start Dataset entries

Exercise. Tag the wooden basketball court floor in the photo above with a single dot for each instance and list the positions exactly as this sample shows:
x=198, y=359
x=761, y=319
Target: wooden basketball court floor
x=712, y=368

end Dataset entries

Arrange the lines above as a Markdown table with two columns, Row and Line, numbering each line in sequence and omitting any blank lines.

Written answer:
| Row | Line |
|---|---|
| 1 | Exercise. Tag the wooden basketball court floor in the photo above with a single dot for each instance and list the positions exactly as this sample shows: |
| 2 | x=198, y=359 |
| 3 | x=761, y=319 |
| 4 | Target: wooden basketball court floor |
| 5 | x=712, y=368 |